### SHORT PROBLEM
Type out the material below exactly.

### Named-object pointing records

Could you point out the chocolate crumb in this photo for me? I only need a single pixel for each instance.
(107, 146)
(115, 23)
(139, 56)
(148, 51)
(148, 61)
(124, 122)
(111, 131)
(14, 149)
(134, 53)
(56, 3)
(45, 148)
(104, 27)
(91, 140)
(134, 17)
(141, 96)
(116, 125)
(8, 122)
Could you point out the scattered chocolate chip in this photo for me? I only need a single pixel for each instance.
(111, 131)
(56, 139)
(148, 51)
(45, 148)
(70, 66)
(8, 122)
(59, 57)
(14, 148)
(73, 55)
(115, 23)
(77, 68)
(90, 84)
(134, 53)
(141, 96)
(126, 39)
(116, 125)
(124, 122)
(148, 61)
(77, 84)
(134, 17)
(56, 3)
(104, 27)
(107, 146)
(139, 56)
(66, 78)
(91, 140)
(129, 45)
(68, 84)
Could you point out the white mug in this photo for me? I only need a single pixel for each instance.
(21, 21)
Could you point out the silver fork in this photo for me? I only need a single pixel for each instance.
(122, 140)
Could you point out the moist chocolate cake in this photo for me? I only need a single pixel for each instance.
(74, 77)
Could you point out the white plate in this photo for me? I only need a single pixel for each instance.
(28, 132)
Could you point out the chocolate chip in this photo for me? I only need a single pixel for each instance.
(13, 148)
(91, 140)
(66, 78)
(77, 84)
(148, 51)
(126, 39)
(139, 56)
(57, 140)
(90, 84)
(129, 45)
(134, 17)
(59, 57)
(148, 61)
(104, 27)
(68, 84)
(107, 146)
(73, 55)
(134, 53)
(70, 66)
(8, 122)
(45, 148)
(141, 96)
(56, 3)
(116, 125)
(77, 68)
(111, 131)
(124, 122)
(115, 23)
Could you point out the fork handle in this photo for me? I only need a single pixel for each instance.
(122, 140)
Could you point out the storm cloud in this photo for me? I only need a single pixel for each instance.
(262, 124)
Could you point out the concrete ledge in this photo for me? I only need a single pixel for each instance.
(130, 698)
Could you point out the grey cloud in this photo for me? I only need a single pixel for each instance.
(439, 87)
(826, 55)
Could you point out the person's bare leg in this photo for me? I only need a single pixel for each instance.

### RESPONSE BELOW
Could you point out the chocolate crumb in this photo for me? I only need a single pixel for each instance.
(107, 146)
(115, 23)
(139, 56)
(148, 51)
(148, 61)
(124, 122)
(111, 131)
(14, 149)
(134, 53)
(56, 3)
(45, 148)
(104, 27)
(91, 140)
(134, 17)
(141, 96)
(116, 125)
(8, 122)
Could you point out the scattered chocolate chip in this photo for me? I only need a single pixel for each instance.
(111, 131)
(56, 139)
(148, 51)
(45, 148)
(70, 66)
(8, 122)
(59, 57)
(14, 148)
(73, 55)
(115, 23)
(77, 68)
(90, 84)
(134, 53)
(141, 96)
(126, 39)
(116, 125)
(124, 122)
(148, 61)
(77, 84)
(134, 17)
(56, 3)
(104, 27)
(107, 146)
(139, 56)
(66, 78)
(91, 140)
(129, 45)
(68, 84)
Could you point out the white mug in this photo for me? I only need a single pixel for each instance.
(21, 21)
Could you point out the silver fork in this photo for me? I only need a single pixel for each instance.
(122, 140)
Could you point out the moist chocolate cake in this photo for me? I only need a single pixel for each instance.
(74, 77)
Could you point out the white plate in this photo for me? I only need a single pixel for each instance.
(28, 132)
Could you point out the chocolate chip in this photo for me? I only need a single pixel for each instance.
(13, 148)
(91, 140)
(66, 78)
(77, 84)
(148, 51)
(126, 39)
(139, 56)
(57, 140)
(90, 84)
(129, 45)
(134, 17)
(59, 57)
(148, 61)
(104, 27)
(68, 84)
(107, 146)
(73, 55)
(134, 53)
(70, 66)
(8, 122)
(45, 148)
(141, 96)
(56, 3)
(116, 125)
(77, 68)
(111, 131)
(124, 122)
(115, 23)
Could you point out the fork handle in this photo for me? I only need a single pixel for each instance.
(122, 140)
Could you point out the storm cloud in this photo for me? I only need a single pixel for each instance.
(262, 124)
Could you point out the concrete ledge in this photo for me? I only need a single pixel for each instance.
(130, 698)
Could you point out the grey cloud in this photo for me? I only need a single pixel for each instance.
(439, 87)
(826, 55)
Could you point out the person's bare leg in this photo for me? I only need a single pixel for each instance.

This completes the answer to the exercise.